GOAL OF THE EXERCISE.
Reproduce the data below line for line, with no changes at all.

Excerpts from point annotation data.
▽

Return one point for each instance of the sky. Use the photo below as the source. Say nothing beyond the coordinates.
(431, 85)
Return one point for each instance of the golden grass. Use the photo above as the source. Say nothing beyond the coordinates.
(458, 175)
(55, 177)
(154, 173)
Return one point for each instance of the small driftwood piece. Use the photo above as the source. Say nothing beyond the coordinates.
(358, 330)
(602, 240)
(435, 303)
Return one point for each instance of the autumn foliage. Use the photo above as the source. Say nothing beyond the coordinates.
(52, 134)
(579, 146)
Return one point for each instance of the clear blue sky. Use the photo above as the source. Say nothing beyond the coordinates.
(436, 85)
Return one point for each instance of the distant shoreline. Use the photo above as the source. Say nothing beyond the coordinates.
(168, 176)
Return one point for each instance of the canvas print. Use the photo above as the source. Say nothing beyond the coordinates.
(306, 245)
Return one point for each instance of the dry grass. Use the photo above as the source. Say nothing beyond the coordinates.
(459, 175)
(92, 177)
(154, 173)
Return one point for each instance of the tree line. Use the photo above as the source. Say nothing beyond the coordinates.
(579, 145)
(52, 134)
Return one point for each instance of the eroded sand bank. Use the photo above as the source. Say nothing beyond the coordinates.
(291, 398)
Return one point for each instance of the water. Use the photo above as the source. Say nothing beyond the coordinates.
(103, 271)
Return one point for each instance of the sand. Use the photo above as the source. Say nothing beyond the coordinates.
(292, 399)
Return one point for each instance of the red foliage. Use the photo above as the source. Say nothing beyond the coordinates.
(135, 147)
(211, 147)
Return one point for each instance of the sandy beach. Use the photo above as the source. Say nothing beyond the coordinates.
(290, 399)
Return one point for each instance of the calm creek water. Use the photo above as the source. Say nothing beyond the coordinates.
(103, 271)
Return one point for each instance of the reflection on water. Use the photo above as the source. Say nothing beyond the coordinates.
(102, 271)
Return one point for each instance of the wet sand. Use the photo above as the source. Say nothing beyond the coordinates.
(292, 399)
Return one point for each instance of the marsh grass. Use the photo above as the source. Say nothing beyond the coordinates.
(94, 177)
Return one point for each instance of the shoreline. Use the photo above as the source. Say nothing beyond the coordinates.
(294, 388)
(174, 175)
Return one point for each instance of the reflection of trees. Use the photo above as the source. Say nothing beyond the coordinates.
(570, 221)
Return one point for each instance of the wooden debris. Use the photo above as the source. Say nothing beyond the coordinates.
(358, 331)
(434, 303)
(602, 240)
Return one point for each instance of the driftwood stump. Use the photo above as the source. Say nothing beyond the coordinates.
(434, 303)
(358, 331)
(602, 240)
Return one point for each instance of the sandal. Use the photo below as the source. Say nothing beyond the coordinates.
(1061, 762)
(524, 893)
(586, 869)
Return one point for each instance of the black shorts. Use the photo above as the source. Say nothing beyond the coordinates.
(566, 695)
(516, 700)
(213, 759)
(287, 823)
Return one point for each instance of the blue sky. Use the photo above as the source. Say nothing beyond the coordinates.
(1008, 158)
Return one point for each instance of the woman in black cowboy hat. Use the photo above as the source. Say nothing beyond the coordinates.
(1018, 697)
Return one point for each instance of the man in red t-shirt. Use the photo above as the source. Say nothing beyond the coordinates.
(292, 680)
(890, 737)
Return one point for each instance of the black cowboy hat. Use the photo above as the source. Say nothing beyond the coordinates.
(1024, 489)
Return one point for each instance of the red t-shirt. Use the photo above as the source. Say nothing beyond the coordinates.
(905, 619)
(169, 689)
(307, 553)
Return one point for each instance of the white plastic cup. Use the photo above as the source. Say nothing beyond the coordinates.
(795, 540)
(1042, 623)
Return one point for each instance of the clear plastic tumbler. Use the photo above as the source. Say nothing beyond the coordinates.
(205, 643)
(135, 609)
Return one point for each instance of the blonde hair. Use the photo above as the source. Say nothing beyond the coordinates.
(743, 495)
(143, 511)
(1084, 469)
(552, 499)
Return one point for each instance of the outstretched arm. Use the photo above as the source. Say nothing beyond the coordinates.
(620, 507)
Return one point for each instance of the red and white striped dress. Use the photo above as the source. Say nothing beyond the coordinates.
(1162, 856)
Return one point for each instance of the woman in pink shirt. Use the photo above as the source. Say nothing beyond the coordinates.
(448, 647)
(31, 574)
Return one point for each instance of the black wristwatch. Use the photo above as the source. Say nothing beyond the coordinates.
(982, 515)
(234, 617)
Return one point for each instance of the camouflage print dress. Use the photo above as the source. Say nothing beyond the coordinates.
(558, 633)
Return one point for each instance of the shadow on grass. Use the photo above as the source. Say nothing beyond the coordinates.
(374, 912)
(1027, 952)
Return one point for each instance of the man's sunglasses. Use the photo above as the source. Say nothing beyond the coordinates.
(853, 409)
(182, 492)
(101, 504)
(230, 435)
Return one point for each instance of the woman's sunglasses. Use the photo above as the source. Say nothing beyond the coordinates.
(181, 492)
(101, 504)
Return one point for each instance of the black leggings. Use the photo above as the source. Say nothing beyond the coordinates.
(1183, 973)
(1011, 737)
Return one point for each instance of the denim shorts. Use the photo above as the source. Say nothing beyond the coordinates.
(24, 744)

△

SOLUTION FOR THIS EXERCISE.
Return one point for each instance of the sky. Use the photo below as the source. Say nothing beyond the coordinates.
(431, 85)
Return one point for each instance of the golden grass. Use the photo above as the source. Say nothing beyond the coordinates.
(458, 175)
(55, 177)
(154, 173)
Return one point for each instance of the small driftwood piece. Use the photo above as the source. Say nothing beyond the coordinates.
(358, 330)
(602, 240)
(435, 303)
Return one point for each instance of the autumn foliage. Use the photo above as the source. Say nothing beyond the coordinates.
(52, 134)
(579, 146)
Return one point for each instance of the clear blue sky. Use the photo above as the source. Say nothing beyond the coordinates.
(436, 85)
Return one point for each instance of the distant shoreline. Use the photo above as the source. Say nothing beyond the coordinates.
(168, 176)
Return one point for each instance of the canvas print. Use the photo above as the source. Say nothing beyond the coordinates.
(306, 245)
Return one point for each instance of the dry grass. Use the photo above as the source. Say nothing beyond the coordinates.
(459, 175)
(92, 177)
(154, 173)
Return one point for each instance of the tree line. Use the photo above as the source. Say nothing beyond the coordinates.
(579, 145)
(52, 134)
Return one point for each instance of the eroded sand bank. Use the photo above as the source. Say nothing beyond the coordinates.
(291, 398)
Return one point for each instance of the water. Use the photo above as the source. Say nothing beyond the coordinates.
(103, 271)
Return one point for each instance of the sand. Use the photo above as the source. Say nothing beyond the coordinates.
(292, 399)
Return one point for each instance of the red foliage. Use the photo above as the source. Say nothing beyond the coordinates.
(135, 147)
(211, 147)
Return one point for each instance of the sandy beach. Use the photo above as the source. Say nothing beyond the coordinates.
(290, 399)
Return one point for each instance of the calm creek water. Use the photo above as the source. Say nothing beyond the coordinates.
(103, 271)
Return one point for each instance of the reflection on water. Use the photo above as the source. Say nothing beyond the coordinates.
(102, 271)
Return one point for each instance of the wet sand. Use the photo above as the source. Say nothing beyond the coordinates.
(292, 399)
Return one point for each instance of the marsh grass. Use the photo above as the source. Say nothing beyond the coordinates.
(94, 177)
Return one point for each instance of the shoreline. Use the photo above as the source. Say nothing beyond the coordinates.
(294, 388)
(174, 175)
Return one point for each instance of the reflection of trees. Use the photo above as the source. Say nothing beyond the coordinates.
(570, 221)
Return one point for each instance of the wooden debris. Use the photo above as the source. Say nothing beyond the coordinates.
(358, 331)
(434, 303)
(602, 240)
Return one point for each instance of the driftwood stump. Use the photo above as the source. Say nothing beyond the coordinates.
(434, 303)
(358, 331)
(602, 240)
Return one point for each instance of the sandal. Use the photo below as the source. Say nothing beyond the coordinates.
(1061, 762)
(524, 893)
(586, 869)
Return one point for each instance of the black shorts. Use the photo above as the source. Say nothing beyond the coordinates.
(566, 695)
(516, 700)
(213, 759)
(287, 823)
Return one point for each instance of the blue sky. Use the photo above as the source. Say nothing beyond the coordinates.
(1008, 158)
Return one point for each instance of the woman in black cowboy hat. Use the photo above as the source. Say nothing beyond the coordinates.
(1018, 697)
Return one point for each instance of the man in red t-shirt. Use the photo above as the source. Say nothing beyond the coordinates.
(292, 680)
(890, 737)
Return one point for each instance of the black cowboy hat. Use the photo above as the source. Say nothing beyond the coordinates.
(1024, 489)
Return one point for each instance of the red t-shirt. Use the photo above as the source. Say nothing beyond the coordinates.
(905, 619)
(169, 689)
(307, 553)
Return one point for each instance of the white plastic cup. Use the photo above as the source. Say nothing beyond the coordinates.
(795, 540)
(1042, 623)
Return one point for each instance of the clear plastic tumbler. Use the photo above as the source. Say nothing beyond the coordinates.
(205, 643)
(135, 609)
Return one point for each instance of the blonde hair. Use the photo above as the source. Say nothing beyond the coordinates.
(743, 495)
(143, 511)
(1084, 469)
(552, 499)
Return one point for each instance of the outstretched arm. Use the photo above as the source. Say nothing beyond the coordinates.
(620, 507)
Return one point for each instance of the red and white striped dress. Use the photo above as the source. Say nothing beyond the coordinates.
(1162, 856)
Return one point for each instance of the woman in pink shirt. Use the photo above as the source. Say nothing beyond the coordinates.
(448, 647)
(31, 574)
Return one point for each instance of the black wristwatch. Use the photo above as the source. Say nothing beyond the coordinates.
(982, 515)
(234, 617)
Return one point for each instance of the camouflage print dress. Use the photo above as the source. Say nothing beyond the coordinates.
(558, 633)
Return one point for each instance of the shadow on grass. Use the photo above as the source. Say nothing beyond the coordinates.
(374, 912)
(1027, 952)
Return one point for each instance of the man's sunglasses. Use the photo above as the source. Say nothing beyond the coordinates.
(853, 409)
(182, 492)
(101, 504)
(230, 435)
Return one point for each instance of the woman's sunglasses. Use the photo above as the source. Say nothing beyond the coordinates.
(181, 492)
(101, 504)
Return one point for each instance of the black leggings. Use the photo above as the source. Say nothing beyond the coordinates.
(1183, 973)
(1011, 737)
Return one point for each instance of the denim shorts. Use the photo above as the source. Say nothing beyond the coordinates.
(24, 744)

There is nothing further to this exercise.